■ Tarefa proposta 1
Responde, com base nas cartas ao director, às perguntas seguintes:
(a) Que órgão do PS aprovou a despenalização da eutanásia?
(b) A quantos deputados socialistas fica entregue a decisão individual na votação no parlamento?
(c) Segundo a carta sobre a descentralização, o que defendeu o governo fazer de cada município?
■ Tarefa proposta 2
Prossegue as cartas ao director a partir do ponto em que terminam, dando seguimento à carta sobre a descentralização.

■ Texto fornecido
****************

Cartas ao director
Uma crise mortal
À última foi de vez. A Comissão Nacional do PS aprovou a despenalização da eutanásia. Num eufemismo grotesco e impróprio chamam "acto médico” a retirar a vida a um doente terminal. Está dado o próximo passo de que falavam os defensores desta abencerragem cibernética.
Mas o passo em frente foi dado num precipício. Porque a afirmação de que a eutanásia não é uma “cultura da morte” mas uma “valorização” da autonomia da pessoa e dos valores que defendem, é um trocadilho oco e falso que projecta um trágico indiferentismo e vai repassado de um gravíssimo relativismo moral. Um PS de directório, fugaz, cínico e medíocre corre atrás de um puro prejuízo político, numa questão armadilhada à partida pelo veneno niilista e verdadeiramente mortal do movimento Direito a Morrer com Dignidade e do Bloco de Esquerda
O PS entende que a oportunidade desta moção é trazer à discussão um debate sobre a vida. Extraordinário. Debater a vida mobilizando a morte.
Carlos César, um senador liberal, recordou que o PS decidiu dar liberdade de voto. Magnânimo, remete para a consciência e decisão individual de cada um dos 86 deputados socialistas a votação no parlamento. Numa apatia embriagada e resignada, a massa restante assiste calada.
Miguel Alvim, Lisboa
A Descentralização Anárquica
Certamente motivado por alguma razão esotérica, o governo defendeu a ideia peregrina de fazer de cada município uma região para delegação de competências e em particular o seu ministro adjunto tem vindo a anunciar a ladainha ininterrupta das respetivas medidas, de forma avulsa e descontextualizada e remetendo para futuro incerto a proposta legislativa.

****************

■ Registos fornecidos

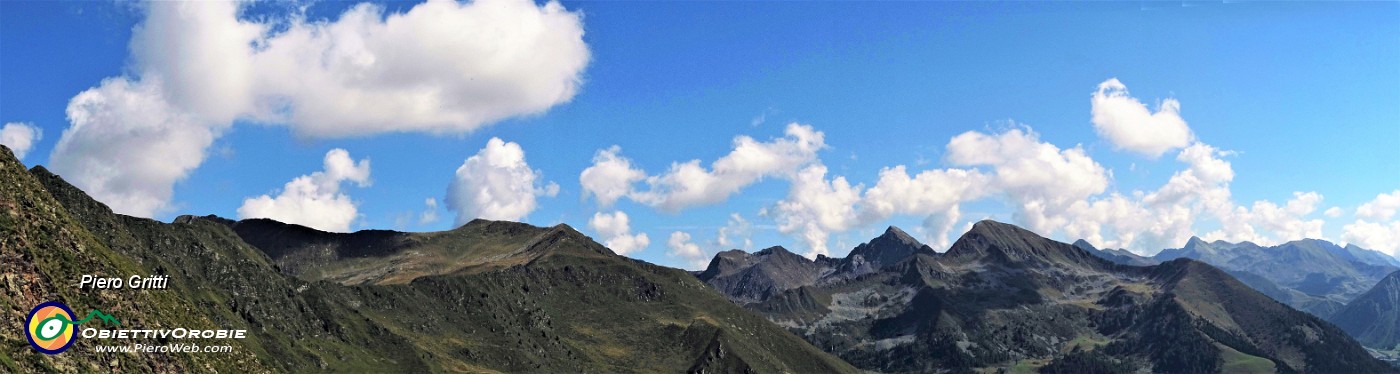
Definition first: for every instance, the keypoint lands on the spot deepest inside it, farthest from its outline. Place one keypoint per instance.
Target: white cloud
(1372, 230)
(1382, 208)
(616, 231)
(429, 212)
(314, 201)
(496, 184)
(737, 233)
(1043, 179)
(438, 67)
(1039, 178)
(611, 177)
(128, 146)
(1383, 237)
(1130, 125)
(20, 137)
(815, 208)
(1266, 223)
(441, 66)
(681, 247)
(689, 184)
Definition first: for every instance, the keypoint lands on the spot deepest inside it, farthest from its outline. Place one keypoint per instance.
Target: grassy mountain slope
(1374, 318)
(557, 301)
(44, 251)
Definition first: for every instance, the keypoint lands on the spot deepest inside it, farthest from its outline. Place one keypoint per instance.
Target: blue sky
(1294, 97)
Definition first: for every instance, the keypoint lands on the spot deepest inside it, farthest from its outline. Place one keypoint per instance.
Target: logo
(51, 327)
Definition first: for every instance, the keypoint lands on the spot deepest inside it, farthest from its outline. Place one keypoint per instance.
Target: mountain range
(511, 297)
(486, 297)
(1311, 275)
(1007, 299)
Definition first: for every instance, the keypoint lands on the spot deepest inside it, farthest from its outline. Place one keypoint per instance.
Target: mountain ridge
(982, 304)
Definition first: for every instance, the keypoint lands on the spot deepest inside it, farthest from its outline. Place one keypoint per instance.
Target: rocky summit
(486, 297)
(1004, 299)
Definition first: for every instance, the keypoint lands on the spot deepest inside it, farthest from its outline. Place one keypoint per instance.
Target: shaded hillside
(1309, 275)
(557, 303)
(1374, 318)
(44, 251)
(1004, 297)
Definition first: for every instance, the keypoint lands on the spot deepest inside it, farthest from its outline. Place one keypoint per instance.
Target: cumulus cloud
(1374, 227)
(1130, 125)
(737, 233)
(438, 67)
(816, 206)
(690, 184)
(20, 137)
(441, 66)
(616, 231)
(496, 184)
(1383, 237)
(682, 247)
(314, 201)
(128, 146)
(611, 177)
(1382, 208)
(429, 212)
(1038, 175)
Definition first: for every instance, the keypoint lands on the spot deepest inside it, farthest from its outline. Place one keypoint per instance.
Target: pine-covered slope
(1374, 317)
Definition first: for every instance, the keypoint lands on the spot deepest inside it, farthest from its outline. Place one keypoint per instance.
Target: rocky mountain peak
(1010, 244)
(889, 248)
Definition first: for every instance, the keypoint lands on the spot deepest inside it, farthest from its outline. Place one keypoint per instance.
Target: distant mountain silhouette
(1004, 297)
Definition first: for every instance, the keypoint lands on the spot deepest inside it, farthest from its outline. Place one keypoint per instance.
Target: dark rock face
(483, 297)
(1120, 257)
(1004, 297)
(891, 248)
(1311, 275)
(752, 278)
(1374, 318)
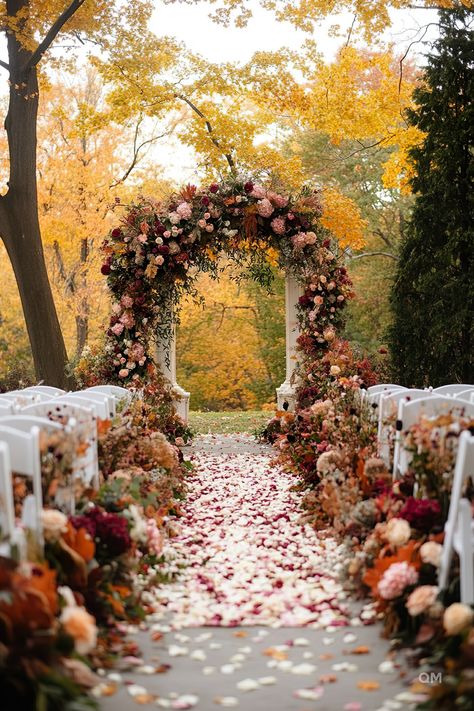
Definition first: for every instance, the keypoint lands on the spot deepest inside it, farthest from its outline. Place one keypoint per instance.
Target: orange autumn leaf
(368, 685)
(407, 553)
(43, 580)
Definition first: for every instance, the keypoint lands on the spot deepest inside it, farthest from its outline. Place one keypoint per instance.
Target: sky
(191, 24)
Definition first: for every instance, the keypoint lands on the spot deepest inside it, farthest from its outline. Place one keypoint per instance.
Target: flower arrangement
(393, 530)
(151, 259)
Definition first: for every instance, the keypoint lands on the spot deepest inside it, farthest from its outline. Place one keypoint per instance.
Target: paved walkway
(257, 619)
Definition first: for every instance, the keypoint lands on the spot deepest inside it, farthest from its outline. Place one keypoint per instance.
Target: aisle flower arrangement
(393, 529)
(97, 565)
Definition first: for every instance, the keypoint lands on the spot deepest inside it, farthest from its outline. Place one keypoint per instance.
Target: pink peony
(279, 225)
(127, 319)
(126, 301)
(396, 579)
(154, 537)
(117, 329)
(184, 210)
(258, 192)
(277, 200)
(264, 207)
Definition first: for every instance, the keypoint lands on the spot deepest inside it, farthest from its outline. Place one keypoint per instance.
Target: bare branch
(214, 140)
(52, 33)
(375, 254)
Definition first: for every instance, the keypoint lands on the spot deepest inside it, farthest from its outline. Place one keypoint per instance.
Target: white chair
(45, 390)
(116, 391)
(6, 408)
(24, 423)
(7, 511)
(101, 403)
(459, 528)
(25, 460)
(467, 395)
(381, 387)
(452, 389)
(388, 407)
(410, 412)
(83, 421)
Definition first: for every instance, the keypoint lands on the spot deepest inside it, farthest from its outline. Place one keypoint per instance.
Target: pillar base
(286, 393)
(181, 401)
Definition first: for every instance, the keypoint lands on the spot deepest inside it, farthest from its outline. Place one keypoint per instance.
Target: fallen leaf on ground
(368, 685)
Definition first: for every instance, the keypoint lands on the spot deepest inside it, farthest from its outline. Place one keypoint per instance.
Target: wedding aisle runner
(257, 619)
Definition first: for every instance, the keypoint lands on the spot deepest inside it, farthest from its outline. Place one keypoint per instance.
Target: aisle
(257, 619)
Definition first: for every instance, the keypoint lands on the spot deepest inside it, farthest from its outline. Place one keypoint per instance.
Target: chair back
(452, 389)
(464, 468)
(45, 390)
(7, 511)
(25, 459)
(24, 423)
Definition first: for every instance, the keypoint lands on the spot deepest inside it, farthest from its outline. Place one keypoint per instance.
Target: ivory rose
(54, 524)
(457, 618)
(421, 599)
(430, 552)
(398, 532)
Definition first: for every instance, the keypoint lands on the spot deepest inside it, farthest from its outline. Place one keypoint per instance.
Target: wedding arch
(154, 256)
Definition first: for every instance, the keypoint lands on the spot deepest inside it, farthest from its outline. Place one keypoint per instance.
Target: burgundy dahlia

****************

■ Resultado do exercício 1
(a) A Comissão Nacional do PS.
(b) A 86 deputados socialistas.
(c) Uma região para delegação de competências.

■ Resultado do exercício 2
Não ocorreu às mentes iluminadas deste exercício de experimentalismo administrativo, que mais de um terço dos municípios tem menos de 10 mil habitantes e na maioria destes existem juntas de freguesia com menos de mil residentes. De modo que descentralizar poderes de entidades nacionais como a ASAE (inspeção económica), a DGAV (saúde animal), DGCI (avaliação de imóveis - IMI), para estruturas sem escala, onde a proximidade entre o fiscalizador e o fiscalizado não permite nem garante isenção e muito menos autoridade, configura o triunfo absoluto do caciquismo e do amiguismo. É tão básico que nem um caloiro de direito administrativo cometeria um erro tão grosseiro.
Seria possível transferir algumas competências governamentais para as Comissões de Coordenação e Desenvolvimento Regional (CCDR), cuja áreas de atuação correspondem a cinco regiões em que já existe escala adequada, porém o modelo existente das CCDR, cujos órgãos não são eleitos e o presidente é nomeado pelo governo, inviabiliza qualquer veleidade.
A questão requer um estudo aprofundado de uma universidade de referência para enquadramento e reflexão prévios. O modelo do tipo anárquico e caótico proposto, não tem qualquer viabilidade.